### Data for this task
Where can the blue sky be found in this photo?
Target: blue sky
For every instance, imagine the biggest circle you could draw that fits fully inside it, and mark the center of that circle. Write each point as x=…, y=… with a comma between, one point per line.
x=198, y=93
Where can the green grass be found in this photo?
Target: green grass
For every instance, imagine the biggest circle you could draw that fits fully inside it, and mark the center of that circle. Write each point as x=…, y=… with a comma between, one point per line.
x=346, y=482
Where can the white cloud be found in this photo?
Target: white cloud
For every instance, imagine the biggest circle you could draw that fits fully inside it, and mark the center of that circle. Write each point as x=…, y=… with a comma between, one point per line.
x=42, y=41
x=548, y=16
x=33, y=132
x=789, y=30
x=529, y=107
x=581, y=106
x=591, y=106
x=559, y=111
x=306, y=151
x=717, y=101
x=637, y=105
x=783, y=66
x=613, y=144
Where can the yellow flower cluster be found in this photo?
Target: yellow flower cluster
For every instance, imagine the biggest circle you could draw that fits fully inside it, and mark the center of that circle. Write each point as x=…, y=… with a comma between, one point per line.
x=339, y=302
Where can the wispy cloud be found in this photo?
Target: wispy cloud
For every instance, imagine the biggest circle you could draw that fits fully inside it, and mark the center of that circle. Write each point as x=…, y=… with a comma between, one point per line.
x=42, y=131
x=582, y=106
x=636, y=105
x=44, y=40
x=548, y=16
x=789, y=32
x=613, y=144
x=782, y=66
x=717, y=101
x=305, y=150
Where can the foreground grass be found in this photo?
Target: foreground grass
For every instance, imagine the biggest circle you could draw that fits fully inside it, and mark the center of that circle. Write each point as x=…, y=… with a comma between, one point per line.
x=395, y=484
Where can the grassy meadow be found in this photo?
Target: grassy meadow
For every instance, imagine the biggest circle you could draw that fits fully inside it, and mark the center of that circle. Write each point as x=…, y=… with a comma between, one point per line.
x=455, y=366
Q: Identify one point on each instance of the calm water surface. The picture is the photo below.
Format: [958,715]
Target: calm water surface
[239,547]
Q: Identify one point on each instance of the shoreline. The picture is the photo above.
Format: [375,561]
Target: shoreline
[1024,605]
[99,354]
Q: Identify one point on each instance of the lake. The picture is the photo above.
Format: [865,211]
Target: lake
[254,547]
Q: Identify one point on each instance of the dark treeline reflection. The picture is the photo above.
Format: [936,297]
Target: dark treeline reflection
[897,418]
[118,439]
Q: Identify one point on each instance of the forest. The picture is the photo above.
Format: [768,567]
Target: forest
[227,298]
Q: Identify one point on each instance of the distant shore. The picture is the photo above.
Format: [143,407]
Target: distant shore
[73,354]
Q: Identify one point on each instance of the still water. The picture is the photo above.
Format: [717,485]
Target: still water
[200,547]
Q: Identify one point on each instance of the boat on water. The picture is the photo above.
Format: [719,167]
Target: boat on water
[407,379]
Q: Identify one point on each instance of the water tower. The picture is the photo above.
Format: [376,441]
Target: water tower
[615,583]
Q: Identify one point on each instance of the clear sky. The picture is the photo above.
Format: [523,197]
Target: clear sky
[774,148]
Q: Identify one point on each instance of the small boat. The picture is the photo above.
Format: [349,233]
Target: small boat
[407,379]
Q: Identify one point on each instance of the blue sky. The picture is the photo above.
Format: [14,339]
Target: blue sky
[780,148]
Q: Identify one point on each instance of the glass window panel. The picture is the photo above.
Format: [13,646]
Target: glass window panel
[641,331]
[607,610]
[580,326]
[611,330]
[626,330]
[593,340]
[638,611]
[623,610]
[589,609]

### Exercise objective
Nothing but lines that contain "wispy" should appear in the answer. Copy each from the records.

### Exercise solution
Where can the wispy cloud be found in this photo?
Target: wispy cloud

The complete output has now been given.